• _Task requirements_
Return each record verbatim, images excluded.

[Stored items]

◆ ◆ ◆

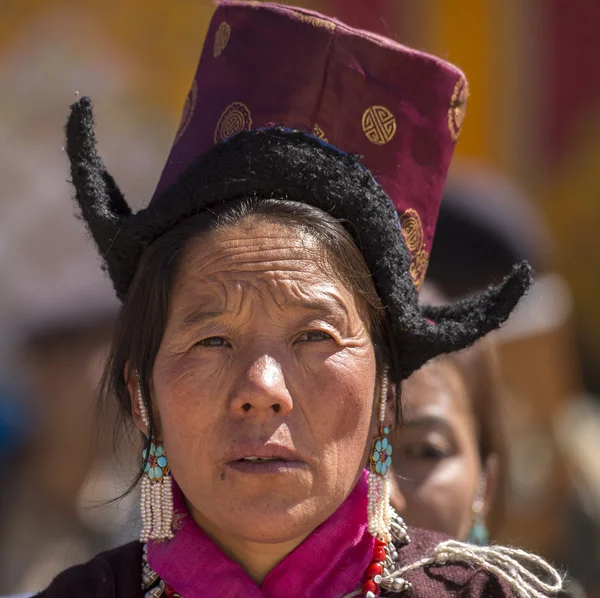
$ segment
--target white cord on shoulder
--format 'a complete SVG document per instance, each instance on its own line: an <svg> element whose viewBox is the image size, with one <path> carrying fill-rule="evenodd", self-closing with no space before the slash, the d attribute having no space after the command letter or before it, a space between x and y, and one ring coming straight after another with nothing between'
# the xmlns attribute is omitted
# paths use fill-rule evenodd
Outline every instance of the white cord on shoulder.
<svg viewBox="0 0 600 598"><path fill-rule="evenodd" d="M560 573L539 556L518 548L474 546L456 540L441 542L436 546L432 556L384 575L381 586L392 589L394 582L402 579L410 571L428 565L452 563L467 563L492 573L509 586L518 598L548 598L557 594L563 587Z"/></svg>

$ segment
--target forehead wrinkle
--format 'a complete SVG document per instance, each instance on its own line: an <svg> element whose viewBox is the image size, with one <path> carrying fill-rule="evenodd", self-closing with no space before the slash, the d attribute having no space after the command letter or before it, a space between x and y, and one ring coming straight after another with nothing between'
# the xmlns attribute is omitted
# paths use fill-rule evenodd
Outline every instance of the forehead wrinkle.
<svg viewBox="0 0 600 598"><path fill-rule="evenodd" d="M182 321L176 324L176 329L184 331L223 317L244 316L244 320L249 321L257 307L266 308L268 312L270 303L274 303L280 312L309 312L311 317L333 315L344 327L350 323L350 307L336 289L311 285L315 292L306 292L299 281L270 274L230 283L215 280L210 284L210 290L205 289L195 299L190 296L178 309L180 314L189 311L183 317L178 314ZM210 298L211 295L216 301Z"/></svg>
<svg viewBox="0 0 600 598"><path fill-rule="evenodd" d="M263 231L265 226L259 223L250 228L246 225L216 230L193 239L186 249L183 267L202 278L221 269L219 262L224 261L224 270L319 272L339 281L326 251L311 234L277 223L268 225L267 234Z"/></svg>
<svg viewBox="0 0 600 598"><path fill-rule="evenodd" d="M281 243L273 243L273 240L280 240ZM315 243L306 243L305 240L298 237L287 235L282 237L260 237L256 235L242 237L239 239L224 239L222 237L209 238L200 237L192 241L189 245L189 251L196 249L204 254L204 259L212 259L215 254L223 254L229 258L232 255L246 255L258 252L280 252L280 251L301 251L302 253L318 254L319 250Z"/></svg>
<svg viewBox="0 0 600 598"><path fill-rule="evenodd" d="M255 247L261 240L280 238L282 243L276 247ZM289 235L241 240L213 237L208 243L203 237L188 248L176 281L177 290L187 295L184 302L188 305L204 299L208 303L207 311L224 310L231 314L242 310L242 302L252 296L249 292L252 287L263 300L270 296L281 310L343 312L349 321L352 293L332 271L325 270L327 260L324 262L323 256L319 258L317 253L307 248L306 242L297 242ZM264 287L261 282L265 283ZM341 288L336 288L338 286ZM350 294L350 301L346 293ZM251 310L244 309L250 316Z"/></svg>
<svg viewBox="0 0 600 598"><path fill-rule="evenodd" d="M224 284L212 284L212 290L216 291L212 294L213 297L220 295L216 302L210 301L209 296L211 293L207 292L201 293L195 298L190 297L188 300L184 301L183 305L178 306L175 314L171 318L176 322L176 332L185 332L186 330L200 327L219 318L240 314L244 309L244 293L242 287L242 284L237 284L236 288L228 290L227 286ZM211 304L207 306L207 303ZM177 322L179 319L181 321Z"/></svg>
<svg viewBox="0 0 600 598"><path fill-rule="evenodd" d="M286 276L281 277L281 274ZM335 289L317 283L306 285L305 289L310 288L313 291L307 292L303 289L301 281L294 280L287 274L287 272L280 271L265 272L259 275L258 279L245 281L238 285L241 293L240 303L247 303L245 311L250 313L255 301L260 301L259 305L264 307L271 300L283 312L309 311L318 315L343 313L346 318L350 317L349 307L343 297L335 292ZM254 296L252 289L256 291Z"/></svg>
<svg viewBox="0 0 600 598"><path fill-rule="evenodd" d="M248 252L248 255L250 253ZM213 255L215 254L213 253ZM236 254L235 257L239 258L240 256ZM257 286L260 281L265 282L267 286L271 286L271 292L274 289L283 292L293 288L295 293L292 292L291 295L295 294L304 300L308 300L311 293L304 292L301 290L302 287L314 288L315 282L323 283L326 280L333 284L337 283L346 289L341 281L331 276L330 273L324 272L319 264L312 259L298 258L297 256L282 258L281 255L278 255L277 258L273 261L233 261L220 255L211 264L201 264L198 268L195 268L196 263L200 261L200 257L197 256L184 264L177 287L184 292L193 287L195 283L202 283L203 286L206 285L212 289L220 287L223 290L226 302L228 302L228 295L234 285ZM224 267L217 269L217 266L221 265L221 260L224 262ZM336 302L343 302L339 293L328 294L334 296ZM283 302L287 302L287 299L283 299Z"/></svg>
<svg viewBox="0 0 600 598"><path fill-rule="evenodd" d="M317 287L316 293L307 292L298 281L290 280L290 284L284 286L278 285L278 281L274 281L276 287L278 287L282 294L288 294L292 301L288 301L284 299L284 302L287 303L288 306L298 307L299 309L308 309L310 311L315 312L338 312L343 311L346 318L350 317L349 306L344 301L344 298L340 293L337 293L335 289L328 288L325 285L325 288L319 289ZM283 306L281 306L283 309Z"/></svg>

◆ ◆ ◆

• _Reply to the task_
$ segment
--target white cord on shoulder
--format 'a complete SVG document per instance, each instance on its own line: an <svg> element whose viewBox is the image size, with one <path> carrying fill-rule="evenodd", self-closing with no space before the slash, the d attribute having no space after the command letter or before it, a space between x and y, and one ring coming straight after another with nothing between'
# the xmlns attribute is omitted
# paths use fill-rule evenodd
Outline every instance of the white cord on shoulder.
<svg viewBox="0 0 600 598"><path fill-rule="evenodd" d="M560 573L539 556L518 548L474 546L456 540L441 542L436 546L432 556L384 575L381 586L392 589L394 582L402 579L410 571L428 565L452 563L467 563L492 573L509 586L518 598L548 598L557 594L563 587Z"/></svg>

$ segment
--target forehead wrinkle
--format 'a complete SVG document per instance, each instance on its own line: an <svg> element whose viewBox is the image size, with one <path> carrying fill-rule="evenodd", self-closing with no space before the slash, the d attribute having no space after the command letter or before it, a space between x and y, and one ring coming straight after another with nothing between'
# the xmlns attribute is omitted
# paths use fill-rule evenodd
Outline every instance of the forehead wrinkle.
<svg viewBox="0 0 600 598"><path fill-rule="evenodd" d="M182 321L176 324L176 329L184 331L223 317L244 316L244 320L249 321L257 307L266 308L268 312L270 303L274 303L280 312L309 312L311 317L333 315L344 327L350 323L350 307L336 289L311 285L315 292L306 292L299 281L270 274L230 283L215 280L210 284L210 290L205 289L195 299L190 296L178 309L180 314L189 311L183 317L178 314ZM210 298L211 295L216 301Z"/></svg>
<svg viewBox="0 0 600 598"><path fill-rule="evenodd" d="M263 231L265 226L259 223L250 228L246 225L216 230L193 239L186 249L183 267L202 278L221 269L219 262L224 261L224 270L319 272L339 281L326 251L311 234L277 223L268 225L267 234Z"/></svg>
<svg viewBox="0 0 600 598"><path fill-rule="evenodd" d="M281 243L273 243L273 240L280 240ZM315 243L306 243L305 240L298 237L287 235L282 237L260 237L256 235L242 237L239 239L224 239L222 237L209 238L200 237L192 241L189 245L189 251L196 249L204 254L204 259L212 259L215 254L223 254L229 258L232 255L246 255L258 252L280 252L280 251L301 251L302 253L318 254L319 250Z"/></svg>
<svg viewBox="0 0 600 598"><path fill-rule="evenodd" d="M255 247L261 240L280 238L282 243L276 247ZM289 235L241 240L213 237L208 243L203 237L188 248L176 281L177 290L187 295L184 302L188 305L204 299L208 303L207 311L224 310L231 314L242 310L242 302L252 296L249 292L252 287L263 300L270 296L281 310L343 312L349 321L352 293L332 271L325 270L327 260L324 262L323 256L319 258L317 253L307 248L306 242L297 242ZM264 287L261 282L265 283ZM341 288L336 288L338 286ZM350 294L350 301L346 293ZM251 310L244 309L250 316Z"/></svg>
<svg viewBox="0 0 600 598"><path fill-rule="evenodd" d="M224 284L212 284L212 290L216 291L212 294L213 297L220 295L216 302L210 301L209 296L211 293L207 292L201 293L195 298L190 297L188 300L184 301L183 305L178 306L175 314L171 318L176 322L176 332L185 332L186 330L200 327L219 318L240 314L244 309L244 293L242 287L242 284L237 284L236 288L228 290L227 286ZM211 304L207 306L207 303ZM177 322L179 319L181 321Z"/></svg>
<svg viewBox="0 0 600 598"><path fill-rule="evenodd" d="M286 276L281 277L281 274ZM335 289L317 283L306 285L305 289L310 288L313 291L307 292L303 289L301 281L294 280L287 274L287 272L280 271L265 272L259 275L258 279L245 281L238 285L241 293L240 303L247 303L245 311L250 313L255 301L260 301L259 305L264 307L271 300L283 312L309 311L318 315L343 313L346 318L350 317L349 307L343 297L335 292ZM254 296L252 289L256 291Z"/></svg>
<svg viewBox="0 0 600 598"><path fill-rule="evenodd" d="M248 252L248 255L250 253ZM213 255L215 254L213 253ZM236 254L235 257L239 258L240 256ZM257 286L260 281L265 282L267 286L271 286L271 292L274 289L283 292L293 288L295 293L292 292L291 295L295 294L304 300L308 300L311 293L304 292L301 290L302 287L314 288L315 282L323 283L326 280L333 284L337 283L346 289L341 281L331 276L330 273L324 272L319 264L312 259L298 258L297 256L282 258L281 255L278 255L277 258L273 261L233 261L220 255L211 264L201 264L198 268L195 268L196 263L200 261L200 257L197 256L184 264L177 287L184 292L193 287L195 283L202 283L203 286L206 285L212 289L220 287L223 290L226 302L228 302L228 295L234 285ZM224 267L217 269L217 266L221 265L221 260L224 262ZM336 302L343 302L339 293L328 294L334 296ZM283 302L287 302L287 299L283 299Z"/></svg>
<svg viewBox="0 0 600 598"><path fill-rule="evenodd" d="M317 287L316 293L307 292L298 281L290 280L290 284L284 286L278 285L278 281L274 281L276 287L278 287L282 294L288 294L292 301L288 301L284 299L284 302L287 303L288 306L298 307L299 309L308 309L310 311L315 312L338 312L343 311L346 318L350 317L349 306L344 301L344 298L340 293L337 293L335 289L328 288L325 285L325 288L319 289ZM283 306L281 306L283 309Z"/></svg>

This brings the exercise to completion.